** EXERCISE OBJECTIVE **
Copy each line of the entries that contains the word "street".

** PROVIDED RECORDS **

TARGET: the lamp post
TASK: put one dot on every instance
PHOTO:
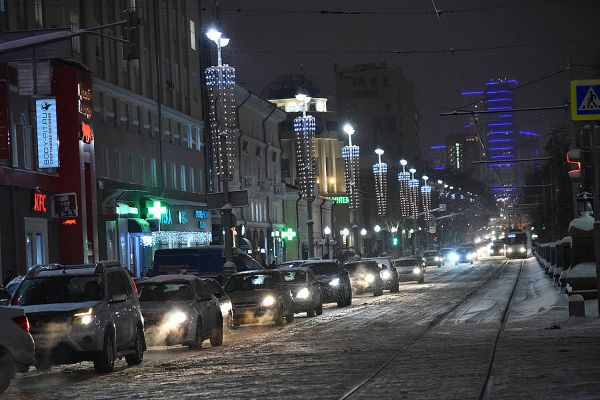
(327, 232)
(351, 156)
(220, 83)
(305, 127)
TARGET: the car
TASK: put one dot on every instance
(466, 255)
(4, 296)
(306, 291)
(224, 301)
(85, 312)
(180, 309)
(333, 279)
(410, 269)
(365, 276)
(17, 348)
(203, 261)
(260, 295)
(432, 258)
(389, 274)
(450, 255)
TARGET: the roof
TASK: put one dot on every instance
(170, 278)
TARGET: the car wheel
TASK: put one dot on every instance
(198, 339)
(7, 371)
(216, 337)
(105, 362)
(138, 356)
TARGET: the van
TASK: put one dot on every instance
(204, 261)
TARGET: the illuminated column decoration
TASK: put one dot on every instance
(220, 83)
(380, 172)
(351, 174)
(426, 199)
(403, 179)
(305, 127)
(413, 194)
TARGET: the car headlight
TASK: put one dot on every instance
(175, 318)
(302, 294)
(84, 317)
(268, 301)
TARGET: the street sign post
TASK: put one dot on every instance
(585, 100)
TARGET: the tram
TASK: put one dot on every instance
(518, 244)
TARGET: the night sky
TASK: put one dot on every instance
(273, 37)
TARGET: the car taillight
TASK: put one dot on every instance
(23, 322)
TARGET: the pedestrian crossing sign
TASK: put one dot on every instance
(585, 100)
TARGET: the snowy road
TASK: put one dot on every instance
(326, 356)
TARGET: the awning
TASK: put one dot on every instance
(137, 225)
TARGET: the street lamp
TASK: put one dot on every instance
(220, 84)
(305, 128)
(351, 157)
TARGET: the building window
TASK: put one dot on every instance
(192, 180)
(174, 175)
(192, 34)
(74, 25)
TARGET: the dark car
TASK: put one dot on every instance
(204, 262)
(180, 309)
(433, 258)
(365, 276)
(224, 300)
(259, 295)
(333, 279)
(306, 290)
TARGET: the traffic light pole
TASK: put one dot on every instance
(596, 169)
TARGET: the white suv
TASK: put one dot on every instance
(83, 313)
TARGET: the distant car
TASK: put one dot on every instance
(410, 269)
(224, 300)
(450, 256)
(334, 280)
(306, 291)
(180, 309)
(260, 295)
(389, 274)
(432, 258)
(203, 261)
(16, 345)
(4, 297)
(83, 313)
(365, 276)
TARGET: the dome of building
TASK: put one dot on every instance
(288, 86)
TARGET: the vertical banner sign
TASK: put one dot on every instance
(4, 149)
(47, 133)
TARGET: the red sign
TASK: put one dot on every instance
(39, 202)
(87, 134)
(4, 149)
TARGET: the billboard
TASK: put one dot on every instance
(47, 133)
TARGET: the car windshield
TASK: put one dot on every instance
(324, 268)
(59, 289)
(167, 291)
(407, 262)
(250, 282)
(362, 266)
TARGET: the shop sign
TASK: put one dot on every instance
(65, 205)
(39, 202)
(47, 133)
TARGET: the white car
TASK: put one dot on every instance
(16, 344)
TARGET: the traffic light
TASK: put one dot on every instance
(131, 33)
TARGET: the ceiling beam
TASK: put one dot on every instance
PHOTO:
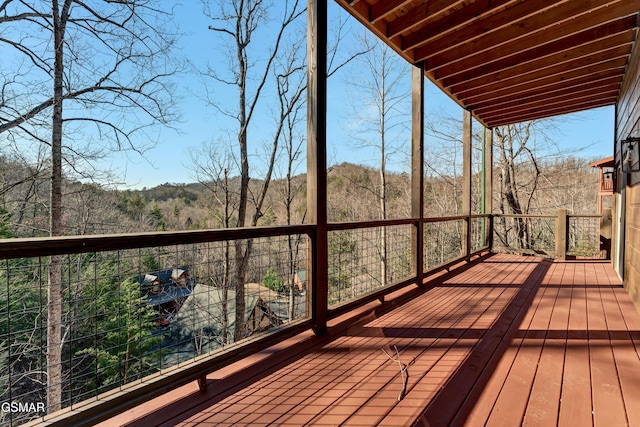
(543, 84)
(613, 58)
(618, 30)
(510, 45)
(553, 112)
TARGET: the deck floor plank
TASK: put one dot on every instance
(511, 340)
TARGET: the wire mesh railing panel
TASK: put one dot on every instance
(478, 227)
(442, 242)
(127, 314)
(531, 234)
(583, 236)
(367, 259)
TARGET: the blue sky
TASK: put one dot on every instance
(591, 132)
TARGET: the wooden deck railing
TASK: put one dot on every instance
(556, 236)
(111, 264)
(104, 282)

** SOLUTION TO THE PROBLEM **
TARGET: the street sign post
TARGET: the street lamp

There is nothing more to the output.